I have to admit I was anxious. Although, really, what better way to start a new year than in the woods with a bunch of friendly plant lovers? The New Year's Day walk in Evans Creek Preserve would be followed by lunch at a Mexican restaurant. It sounded like a perfect combination of nature and civilization for a newcomer to the world of native plants.
My anxiety stemmed from the fact that this walk would be my first of any length since Thanksgiving.
- What if there were hills?
- What if I lagged helplessly behind the group, breathless and red-faced?
- What if I wasn't dressed warmly enough?
- I had new hiking shoes, and I had consulted experienced hikers about my wardrobe plans, but for that matter, what if I was too hot?
Our destination for this Washington Native Plant Society walk was Evans Creek Preserve in Sammamish. The preserve sits between two busy roads, but I found that once we were out of the parking lot and onto the path, traffic and city noises disappeared. An inch or so of snow covered the ground and half-covered the trees.
The paths were clear but since the ground and tree limbs were covered with snow, I wondered how we were going to investigate plants if we couldn't see them. True, there were silhouettes of bare stalks both bent and straight, but even if we brushed off the snow, would we be able to tell what they were without leaves or flowers?
While I was pondering the frozen weeds, part of our group had gathered under what I learned was a big-leaf maple and were looking through their loupes at something small.
I did wonder how they knew it was a big-leaf maple when no big leaves were to be seen. I found out that the color and other characteristics of its bark, as well as bud placement, help identify it.
As I approached the tree, I noticed patches of different colors, pale, gray, reddish. A walker was holding his loupe right up against the tree and invited me to have a look. One of the gray patches that looked flat to the naked eye turned out to be a patch of lichen consisting of tiny barnacles, each round with a center depression.
I wished then that I had printed out the plant list provided by the trip leaders, Sharon Baker, Richard Droker, and Dan Paquette. The plant list would've helped me keep track of all the flora I was meeting for the first time.

Problem »
Answer these questions about the text on the Evans Creek Preserve walk:
1. Where was lunch planned after the walk?
2. Which organization held the walk?
3. Without leaves, what helps identify a big-leaf maple?

Natural-language object grounding data »
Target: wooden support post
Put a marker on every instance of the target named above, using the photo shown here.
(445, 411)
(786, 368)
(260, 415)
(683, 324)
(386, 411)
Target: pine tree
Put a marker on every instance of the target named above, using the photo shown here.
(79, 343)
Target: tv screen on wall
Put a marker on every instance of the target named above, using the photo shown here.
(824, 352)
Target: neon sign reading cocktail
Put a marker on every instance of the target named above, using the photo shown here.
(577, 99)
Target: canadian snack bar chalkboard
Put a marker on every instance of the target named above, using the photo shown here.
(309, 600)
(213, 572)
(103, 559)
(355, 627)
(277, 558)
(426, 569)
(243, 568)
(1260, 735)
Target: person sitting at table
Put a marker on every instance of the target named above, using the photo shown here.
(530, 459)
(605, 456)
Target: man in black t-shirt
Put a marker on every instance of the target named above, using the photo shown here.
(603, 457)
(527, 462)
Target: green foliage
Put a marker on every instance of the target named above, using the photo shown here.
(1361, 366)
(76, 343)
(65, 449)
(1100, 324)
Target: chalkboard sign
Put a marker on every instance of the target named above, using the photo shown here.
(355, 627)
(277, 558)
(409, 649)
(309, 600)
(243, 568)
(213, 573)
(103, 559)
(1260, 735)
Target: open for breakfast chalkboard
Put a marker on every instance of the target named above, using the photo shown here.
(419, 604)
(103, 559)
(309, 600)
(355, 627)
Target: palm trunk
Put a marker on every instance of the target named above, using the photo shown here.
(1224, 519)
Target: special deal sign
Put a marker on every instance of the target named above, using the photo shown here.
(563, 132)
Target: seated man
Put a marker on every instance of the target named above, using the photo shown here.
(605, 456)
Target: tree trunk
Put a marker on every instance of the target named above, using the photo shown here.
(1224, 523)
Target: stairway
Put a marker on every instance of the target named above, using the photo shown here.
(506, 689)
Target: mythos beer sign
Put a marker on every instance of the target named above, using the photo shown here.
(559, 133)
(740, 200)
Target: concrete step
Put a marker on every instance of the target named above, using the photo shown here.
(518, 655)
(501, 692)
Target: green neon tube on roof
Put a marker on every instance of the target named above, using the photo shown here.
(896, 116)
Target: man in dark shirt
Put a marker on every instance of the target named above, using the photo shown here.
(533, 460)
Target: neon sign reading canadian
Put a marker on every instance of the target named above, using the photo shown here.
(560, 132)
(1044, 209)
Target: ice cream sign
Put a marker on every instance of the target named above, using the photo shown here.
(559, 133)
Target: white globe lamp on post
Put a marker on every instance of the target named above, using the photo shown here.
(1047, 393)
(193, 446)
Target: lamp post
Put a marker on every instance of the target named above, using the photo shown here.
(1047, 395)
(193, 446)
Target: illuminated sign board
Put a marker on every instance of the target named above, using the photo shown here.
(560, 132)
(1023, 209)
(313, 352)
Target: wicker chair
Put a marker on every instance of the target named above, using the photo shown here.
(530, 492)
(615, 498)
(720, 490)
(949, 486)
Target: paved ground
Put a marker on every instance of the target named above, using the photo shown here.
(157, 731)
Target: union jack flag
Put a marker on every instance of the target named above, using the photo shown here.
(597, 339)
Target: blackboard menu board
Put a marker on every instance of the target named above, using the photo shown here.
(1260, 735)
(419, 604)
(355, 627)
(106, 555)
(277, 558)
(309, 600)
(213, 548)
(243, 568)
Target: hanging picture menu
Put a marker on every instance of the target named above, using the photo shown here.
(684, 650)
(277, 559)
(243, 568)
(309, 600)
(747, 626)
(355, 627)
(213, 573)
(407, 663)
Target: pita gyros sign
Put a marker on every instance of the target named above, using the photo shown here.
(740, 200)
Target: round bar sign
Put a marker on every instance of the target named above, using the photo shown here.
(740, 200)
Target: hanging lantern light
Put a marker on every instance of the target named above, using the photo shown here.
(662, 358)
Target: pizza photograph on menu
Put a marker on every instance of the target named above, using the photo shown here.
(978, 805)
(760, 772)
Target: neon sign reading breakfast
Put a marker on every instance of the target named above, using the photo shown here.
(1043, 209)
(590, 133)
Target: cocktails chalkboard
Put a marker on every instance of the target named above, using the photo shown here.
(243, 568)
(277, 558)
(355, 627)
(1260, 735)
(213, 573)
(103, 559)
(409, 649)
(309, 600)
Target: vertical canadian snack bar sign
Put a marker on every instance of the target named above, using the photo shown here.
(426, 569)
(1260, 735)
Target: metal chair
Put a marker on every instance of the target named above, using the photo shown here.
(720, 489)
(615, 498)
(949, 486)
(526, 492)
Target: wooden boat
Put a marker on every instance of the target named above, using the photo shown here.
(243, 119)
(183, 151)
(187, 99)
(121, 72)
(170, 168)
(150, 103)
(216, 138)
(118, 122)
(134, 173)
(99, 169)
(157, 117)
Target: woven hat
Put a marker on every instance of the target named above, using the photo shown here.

Output below »
1. At a Mexican restaurant.
2. The Washington Native Plant Society.
3. The color and other characteristics of its bark, as well as bud placement.